#### DATA FOR THE TASK ####

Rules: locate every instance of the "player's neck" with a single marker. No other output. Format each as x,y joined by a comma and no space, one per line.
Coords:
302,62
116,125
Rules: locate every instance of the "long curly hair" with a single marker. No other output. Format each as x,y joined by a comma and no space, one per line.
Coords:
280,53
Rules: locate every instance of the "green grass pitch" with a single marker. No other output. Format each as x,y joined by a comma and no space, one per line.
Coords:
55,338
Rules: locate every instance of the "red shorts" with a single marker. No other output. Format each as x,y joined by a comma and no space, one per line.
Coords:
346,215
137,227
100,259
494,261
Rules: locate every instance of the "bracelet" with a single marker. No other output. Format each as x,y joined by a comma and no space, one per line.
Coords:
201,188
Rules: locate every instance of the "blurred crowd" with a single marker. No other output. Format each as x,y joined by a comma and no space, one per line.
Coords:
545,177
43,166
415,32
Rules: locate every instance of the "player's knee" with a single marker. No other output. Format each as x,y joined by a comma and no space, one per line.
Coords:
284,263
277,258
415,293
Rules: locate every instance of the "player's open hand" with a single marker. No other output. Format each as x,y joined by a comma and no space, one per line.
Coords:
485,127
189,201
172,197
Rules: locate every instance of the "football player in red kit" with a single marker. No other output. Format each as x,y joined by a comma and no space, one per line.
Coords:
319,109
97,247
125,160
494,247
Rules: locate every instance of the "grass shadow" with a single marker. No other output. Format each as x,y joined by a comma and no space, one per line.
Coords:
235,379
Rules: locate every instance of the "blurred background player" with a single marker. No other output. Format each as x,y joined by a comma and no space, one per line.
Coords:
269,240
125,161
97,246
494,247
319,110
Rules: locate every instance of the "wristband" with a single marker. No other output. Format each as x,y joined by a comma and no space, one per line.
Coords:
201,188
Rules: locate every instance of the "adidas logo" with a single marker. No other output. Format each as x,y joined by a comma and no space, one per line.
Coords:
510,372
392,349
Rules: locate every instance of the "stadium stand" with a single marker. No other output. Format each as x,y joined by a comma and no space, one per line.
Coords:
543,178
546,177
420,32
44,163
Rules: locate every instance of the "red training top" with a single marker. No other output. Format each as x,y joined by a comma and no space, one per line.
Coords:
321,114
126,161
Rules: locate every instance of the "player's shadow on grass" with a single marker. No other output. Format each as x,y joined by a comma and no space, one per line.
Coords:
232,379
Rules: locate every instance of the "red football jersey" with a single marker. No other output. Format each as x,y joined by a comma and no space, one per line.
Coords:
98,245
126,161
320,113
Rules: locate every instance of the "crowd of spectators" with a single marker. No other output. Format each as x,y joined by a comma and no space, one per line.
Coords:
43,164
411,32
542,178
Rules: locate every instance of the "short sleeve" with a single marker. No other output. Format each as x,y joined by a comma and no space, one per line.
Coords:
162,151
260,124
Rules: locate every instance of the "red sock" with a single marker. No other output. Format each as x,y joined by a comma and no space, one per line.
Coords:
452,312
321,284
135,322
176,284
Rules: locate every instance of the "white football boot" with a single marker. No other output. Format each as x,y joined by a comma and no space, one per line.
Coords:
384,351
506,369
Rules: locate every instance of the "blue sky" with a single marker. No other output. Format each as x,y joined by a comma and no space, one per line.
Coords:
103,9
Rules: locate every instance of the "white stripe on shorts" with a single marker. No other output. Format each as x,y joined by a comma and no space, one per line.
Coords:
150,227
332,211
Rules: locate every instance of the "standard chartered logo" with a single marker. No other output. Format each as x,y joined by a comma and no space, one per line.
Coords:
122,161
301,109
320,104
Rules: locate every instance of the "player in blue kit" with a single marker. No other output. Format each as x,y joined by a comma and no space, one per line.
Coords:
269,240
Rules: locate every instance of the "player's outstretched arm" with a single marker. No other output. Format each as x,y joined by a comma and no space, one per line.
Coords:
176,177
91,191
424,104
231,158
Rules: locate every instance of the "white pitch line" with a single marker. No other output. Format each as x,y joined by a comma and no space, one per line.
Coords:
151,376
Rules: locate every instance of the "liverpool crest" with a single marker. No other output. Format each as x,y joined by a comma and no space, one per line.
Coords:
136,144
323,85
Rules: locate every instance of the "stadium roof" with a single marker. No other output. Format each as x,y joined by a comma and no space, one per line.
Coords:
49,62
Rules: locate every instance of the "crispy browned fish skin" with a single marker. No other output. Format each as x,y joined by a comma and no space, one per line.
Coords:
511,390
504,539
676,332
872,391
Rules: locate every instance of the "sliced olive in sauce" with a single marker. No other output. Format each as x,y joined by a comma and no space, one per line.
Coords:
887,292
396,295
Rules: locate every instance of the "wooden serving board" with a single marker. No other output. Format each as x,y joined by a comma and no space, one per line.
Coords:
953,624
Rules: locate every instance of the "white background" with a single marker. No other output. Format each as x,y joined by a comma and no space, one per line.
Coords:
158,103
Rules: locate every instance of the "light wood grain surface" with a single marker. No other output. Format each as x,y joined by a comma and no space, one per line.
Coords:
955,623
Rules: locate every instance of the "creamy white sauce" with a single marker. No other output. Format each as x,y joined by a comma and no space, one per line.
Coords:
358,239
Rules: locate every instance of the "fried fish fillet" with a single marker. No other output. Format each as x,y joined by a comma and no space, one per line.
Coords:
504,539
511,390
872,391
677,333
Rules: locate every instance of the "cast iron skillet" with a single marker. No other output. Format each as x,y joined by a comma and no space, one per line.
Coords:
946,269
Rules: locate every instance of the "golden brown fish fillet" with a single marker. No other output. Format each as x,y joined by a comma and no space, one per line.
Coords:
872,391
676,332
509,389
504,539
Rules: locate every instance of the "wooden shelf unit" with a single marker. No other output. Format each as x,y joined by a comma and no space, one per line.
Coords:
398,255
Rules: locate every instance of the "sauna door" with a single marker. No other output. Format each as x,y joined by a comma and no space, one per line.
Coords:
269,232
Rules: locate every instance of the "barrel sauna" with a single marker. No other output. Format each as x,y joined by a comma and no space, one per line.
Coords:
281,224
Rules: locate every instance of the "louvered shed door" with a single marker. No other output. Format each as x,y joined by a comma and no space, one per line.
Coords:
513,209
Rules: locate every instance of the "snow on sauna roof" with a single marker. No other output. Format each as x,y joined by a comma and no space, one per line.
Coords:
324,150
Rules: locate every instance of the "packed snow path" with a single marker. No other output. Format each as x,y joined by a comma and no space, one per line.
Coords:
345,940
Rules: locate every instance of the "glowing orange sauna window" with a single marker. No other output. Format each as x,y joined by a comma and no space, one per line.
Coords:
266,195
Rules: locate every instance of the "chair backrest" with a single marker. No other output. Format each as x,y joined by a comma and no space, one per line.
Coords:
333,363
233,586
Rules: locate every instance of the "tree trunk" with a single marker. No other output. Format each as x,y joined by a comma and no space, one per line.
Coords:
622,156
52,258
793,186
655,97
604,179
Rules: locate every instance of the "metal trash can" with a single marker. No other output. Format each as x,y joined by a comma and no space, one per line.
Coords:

####

#### EXERCISE DESCRIPTION:
From the listing above, extract every line that contains the word "sauce", treating the match as case-sensitive.

#### FULL ANSWER:
Rules: locate every instance of the "sliced olive in sauce" with a single marker. No other output. Format each as x,y joined by a comma and no space, one per line.
Rules: locate every instance of the "creamy white sauce" with a single marker. No other output. Format each as x,y joined by a comma and no space, one per line.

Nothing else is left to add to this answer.